**TRY IT**
Your answer should be each line of the entries that contains the word "door", copied in full.

**INFORMATION SHOWN**
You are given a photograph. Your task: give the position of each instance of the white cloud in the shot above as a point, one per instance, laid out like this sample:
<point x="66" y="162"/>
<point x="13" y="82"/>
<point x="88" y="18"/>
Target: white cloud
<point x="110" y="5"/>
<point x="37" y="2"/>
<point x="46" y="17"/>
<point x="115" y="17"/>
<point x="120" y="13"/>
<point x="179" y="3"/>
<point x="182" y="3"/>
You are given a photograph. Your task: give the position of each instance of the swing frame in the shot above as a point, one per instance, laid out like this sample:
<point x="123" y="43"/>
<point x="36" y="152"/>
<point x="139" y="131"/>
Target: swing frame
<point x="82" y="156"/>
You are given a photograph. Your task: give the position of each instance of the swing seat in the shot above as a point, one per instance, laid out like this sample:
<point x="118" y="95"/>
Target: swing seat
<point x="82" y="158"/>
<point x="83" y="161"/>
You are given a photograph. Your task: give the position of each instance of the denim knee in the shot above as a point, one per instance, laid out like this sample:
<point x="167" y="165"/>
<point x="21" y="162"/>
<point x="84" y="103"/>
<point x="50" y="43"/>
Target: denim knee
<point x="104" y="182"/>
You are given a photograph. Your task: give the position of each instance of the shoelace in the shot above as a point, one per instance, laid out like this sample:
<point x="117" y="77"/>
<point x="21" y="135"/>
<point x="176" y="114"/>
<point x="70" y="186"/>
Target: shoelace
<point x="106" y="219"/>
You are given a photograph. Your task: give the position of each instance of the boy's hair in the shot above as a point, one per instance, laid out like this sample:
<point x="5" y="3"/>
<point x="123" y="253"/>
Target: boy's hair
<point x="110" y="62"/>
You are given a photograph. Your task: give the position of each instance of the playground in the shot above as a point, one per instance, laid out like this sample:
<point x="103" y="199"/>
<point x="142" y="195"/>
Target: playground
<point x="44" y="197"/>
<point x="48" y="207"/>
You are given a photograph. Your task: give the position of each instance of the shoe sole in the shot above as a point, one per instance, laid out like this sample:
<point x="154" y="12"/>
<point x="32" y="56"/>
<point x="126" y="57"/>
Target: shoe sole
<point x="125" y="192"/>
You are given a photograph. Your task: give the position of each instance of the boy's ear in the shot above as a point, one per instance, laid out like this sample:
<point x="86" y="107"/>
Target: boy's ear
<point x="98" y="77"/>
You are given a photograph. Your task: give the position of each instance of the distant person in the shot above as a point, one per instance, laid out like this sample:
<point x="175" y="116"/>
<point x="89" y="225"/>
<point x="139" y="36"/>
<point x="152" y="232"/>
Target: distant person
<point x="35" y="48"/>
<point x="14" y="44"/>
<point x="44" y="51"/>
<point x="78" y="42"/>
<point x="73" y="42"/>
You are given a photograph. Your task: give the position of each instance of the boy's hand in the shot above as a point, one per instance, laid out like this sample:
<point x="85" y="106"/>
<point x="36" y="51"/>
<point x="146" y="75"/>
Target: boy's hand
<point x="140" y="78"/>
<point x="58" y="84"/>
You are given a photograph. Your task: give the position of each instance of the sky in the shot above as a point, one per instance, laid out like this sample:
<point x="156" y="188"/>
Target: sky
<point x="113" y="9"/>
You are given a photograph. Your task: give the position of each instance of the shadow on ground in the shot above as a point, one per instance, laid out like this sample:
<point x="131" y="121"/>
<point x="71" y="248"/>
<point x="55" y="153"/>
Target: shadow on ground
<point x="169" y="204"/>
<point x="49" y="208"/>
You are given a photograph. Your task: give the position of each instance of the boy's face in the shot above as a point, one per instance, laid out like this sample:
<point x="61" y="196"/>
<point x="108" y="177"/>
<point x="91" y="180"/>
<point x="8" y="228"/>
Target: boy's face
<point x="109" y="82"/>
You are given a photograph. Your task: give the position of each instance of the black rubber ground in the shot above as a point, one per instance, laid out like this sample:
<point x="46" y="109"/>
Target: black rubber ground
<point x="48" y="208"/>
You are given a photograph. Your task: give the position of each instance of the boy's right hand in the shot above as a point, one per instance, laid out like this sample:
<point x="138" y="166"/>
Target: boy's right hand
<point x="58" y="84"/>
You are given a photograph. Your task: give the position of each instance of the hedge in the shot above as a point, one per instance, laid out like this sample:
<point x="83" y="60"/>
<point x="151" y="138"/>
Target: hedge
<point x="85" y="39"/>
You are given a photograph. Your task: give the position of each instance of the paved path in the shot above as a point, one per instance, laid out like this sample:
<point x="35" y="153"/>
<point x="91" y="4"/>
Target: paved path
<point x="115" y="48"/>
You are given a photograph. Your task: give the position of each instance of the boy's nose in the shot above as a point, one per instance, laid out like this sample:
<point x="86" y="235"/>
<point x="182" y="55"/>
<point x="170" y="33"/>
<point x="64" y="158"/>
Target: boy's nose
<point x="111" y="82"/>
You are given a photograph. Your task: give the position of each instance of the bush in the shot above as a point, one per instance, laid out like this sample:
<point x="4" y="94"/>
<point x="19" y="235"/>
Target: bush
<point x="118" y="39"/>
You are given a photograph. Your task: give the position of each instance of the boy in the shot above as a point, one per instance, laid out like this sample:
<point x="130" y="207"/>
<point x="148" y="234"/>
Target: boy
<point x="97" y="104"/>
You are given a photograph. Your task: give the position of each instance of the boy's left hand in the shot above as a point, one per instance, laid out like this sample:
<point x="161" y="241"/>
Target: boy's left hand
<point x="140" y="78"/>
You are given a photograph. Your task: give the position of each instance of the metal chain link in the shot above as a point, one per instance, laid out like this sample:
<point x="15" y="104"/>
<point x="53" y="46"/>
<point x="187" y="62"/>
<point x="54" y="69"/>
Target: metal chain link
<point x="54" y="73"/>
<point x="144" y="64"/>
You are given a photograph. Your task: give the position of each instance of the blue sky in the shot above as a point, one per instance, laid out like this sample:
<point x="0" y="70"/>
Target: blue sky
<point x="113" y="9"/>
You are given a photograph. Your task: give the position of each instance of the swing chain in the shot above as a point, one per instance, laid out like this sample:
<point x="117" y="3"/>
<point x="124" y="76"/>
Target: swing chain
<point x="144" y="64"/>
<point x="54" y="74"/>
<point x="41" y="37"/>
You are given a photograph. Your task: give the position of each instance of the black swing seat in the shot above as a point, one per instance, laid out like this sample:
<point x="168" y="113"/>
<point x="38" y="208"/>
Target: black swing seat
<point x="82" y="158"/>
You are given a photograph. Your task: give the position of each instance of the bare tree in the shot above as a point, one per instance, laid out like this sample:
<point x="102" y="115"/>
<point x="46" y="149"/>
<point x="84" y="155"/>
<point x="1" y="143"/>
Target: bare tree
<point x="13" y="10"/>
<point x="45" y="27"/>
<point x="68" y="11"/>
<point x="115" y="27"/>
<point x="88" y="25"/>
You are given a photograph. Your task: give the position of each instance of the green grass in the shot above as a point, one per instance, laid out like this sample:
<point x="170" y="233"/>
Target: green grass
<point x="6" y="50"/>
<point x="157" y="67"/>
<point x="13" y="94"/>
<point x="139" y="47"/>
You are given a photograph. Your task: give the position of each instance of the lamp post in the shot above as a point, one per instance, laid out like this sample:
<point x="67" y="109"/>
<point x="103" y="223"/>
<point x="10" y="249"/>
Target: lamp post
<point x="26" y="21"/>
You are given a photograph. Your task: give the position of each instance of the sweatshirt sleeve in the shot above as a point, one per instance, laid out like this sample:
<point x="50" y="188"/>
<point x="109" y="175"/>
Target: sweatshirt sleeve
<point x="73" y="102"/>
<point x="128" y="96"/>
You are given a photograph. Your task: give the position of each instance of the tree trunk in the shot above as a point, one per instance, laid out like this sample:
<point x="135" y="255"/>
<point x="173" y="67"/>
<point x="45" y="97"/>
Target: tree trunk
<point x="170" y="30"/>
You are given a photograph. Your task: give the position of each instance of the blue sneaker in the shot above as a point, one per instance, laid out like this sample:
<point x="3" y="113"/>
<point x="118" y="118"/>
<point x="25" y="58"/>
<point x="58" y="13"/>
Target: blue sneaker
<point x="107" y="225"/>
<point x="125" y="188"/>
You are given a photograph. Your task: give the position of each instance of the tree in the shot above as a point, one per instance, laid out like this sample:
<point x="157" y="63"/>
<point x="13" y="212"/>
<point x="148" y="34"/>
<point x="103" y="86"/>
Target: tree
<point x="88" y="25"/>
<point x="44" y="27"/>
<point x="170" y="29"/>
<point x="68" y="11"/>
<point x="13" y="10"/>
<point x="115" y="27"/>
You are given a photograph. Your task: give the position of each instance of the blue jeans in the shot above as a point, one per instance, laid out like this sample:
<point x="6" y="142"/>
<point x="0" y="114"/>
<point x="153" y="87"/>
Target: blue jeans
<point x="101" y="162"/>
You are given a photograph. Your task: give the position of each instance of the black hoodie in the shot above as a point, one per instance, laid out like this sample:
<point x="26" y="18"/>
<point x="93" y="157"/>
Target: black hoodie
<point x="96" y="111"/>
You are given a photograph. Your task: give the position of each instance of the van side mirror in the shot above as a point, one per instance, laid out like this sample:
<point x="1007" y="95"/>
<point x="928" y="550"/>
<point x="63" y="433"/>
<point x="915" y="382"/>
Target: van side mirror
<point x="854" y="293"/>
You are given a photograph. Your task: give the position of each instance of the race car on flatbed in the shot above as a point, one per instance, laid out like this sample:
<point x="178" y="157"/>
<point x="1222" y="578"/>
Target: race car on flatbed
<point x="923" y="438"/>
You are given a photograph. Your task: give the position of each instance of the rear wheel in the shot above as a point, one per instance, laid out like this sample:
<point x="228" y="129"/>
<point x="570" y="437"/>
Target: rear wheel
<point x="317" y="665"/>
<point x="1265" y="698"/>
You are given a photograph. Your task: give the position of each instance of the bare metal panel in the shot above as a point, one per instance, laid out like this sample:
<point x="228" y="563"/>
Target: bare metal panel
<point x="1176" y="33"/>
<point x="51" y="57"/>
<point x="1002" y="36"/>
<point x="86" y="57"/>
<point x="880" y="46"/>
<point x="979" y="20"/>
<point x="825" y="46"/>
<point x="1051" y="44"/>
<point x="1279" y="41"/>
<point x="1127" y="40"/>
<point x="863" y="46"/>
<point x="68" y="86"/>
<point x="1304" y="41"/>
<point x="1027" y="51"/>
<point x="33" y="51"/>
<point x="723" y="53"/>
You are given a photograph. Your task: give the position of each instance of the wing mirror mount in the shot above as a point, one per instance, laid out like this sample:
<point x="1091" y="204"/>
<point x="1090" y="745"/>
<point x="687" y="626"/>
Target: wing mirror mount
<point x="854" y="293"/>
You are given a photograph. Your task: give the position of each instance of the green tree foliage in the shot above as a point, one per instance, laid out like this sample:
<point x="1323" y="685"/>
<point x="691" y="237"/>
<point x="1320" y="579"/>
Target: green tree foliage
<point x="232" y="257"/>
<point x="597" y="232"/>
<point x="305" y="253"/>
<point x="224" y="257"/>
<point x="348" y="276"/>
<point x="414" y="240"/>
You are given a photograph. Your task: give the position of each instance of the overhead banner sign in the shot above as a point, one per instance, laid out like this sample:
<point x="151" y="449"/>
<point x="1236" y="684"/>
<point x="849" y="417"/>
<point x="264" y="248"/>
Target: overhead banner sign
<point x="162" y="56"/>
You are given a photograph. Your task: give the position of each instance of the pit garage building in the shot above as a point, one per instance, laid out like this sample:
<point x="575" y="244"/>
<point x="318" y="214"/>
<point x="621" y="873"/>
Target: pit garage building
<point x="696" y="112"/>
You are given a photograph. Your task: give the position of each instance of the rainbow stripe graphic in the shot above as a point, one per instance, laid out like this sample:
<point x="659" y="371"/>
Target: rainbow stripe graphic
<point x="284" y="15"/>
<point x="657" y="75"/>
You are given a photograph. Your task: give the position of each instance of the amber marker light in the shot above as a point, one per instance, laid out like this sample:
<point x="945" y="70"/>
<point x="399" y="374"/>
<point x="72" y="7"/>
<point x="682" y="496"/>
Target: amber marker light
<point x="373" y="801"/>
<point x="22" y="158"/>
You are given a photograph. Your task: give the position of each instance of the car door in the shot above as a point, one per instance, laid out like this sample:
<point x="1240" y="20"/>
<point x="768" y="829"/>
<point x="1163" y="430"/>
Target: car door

**ANSWER BOX**
You are given a photograph. Your task: give the position of each instance of the car door in the shot above as a point, one per instance, laid out like this sample:
Target: car door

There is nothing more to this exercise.